Start of Selected text
First, Gideon places God’s messenger under a variety of tests or “proofs” that he is, indeed, sent from God. Of course, the angel passes every test with ease.

Then the LORD tells Gideon to assemble an army. He adds a caveat that if Gideon wants further proof that he was anointed by God, he could sneak up on the Midianites’ compound. When Gideon does — with a companion, of course — he hears the Midianites proclaiming their fear of Gideon and his army!

Yes, there’s also the winnowing down of Gideon’s troops from 30,000 to 300 because God said He wanted Gideon and the Israelites to know that it was He, the God of the Israelites, that delivered the enemy over, not the might of the Israelite army. (Judges 7:2)

First, God let every man afraid to go into battle to leave — that dropped the total by two-thirds — then He wanted only the men who lapped water by scooping it up in their hands instead of sticking their faces in the drink — that whittled most of the rest of them.
End of Selected text
Start of Extracted entries
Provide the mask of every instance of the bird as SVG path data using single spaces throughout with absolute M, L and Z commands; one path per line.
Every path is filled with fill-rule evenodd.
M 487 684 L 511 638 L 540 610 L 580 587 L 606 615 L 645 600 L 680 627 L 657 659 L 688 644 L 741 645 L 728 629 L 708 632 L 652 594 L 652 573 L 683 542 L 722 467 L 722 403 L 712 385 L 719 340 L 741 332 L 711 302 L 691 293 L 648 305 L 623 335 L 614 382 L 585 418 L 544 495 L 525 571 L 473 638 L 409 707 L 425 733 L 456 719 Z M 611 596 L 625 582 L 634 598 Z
End of Extracted entries
Start of Extracted entries
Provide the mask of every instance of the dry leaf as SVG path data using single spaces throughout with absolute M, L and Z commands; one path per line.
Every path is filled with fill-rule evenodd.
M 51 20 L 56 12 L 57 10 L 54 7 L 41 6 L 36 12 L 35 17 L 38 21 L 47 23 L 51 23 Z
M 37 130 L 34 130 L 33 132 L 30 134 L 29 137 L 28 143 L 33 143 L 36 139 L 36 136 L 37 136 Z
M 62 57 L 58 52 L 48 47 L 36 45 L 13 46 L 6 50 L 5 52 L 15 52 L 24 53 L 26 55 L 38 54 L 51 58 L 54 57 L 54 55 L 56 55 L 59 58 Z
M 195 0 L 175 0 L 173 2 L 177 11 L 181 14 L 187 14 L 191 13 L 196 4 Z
End of Extracted entries
Start of Extracted entries
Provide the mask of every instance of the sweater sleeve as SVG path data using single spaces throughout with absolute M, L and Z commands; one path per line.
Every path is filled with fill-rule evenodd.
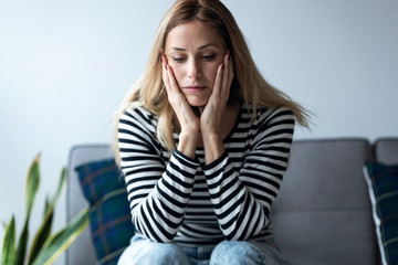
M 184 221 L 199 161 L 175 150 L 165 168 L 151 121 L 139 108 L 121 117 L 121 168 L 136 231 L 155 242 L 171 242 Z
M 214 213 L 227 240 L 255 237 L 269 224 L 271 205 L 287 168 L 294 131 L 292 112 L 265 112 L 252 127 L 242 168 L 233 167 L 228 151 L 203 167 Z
End of Extracted entries
**Written instruction**
In the Gideon passage, to how many men were Gideon's troops cut down from 30,000?

**The answer**
300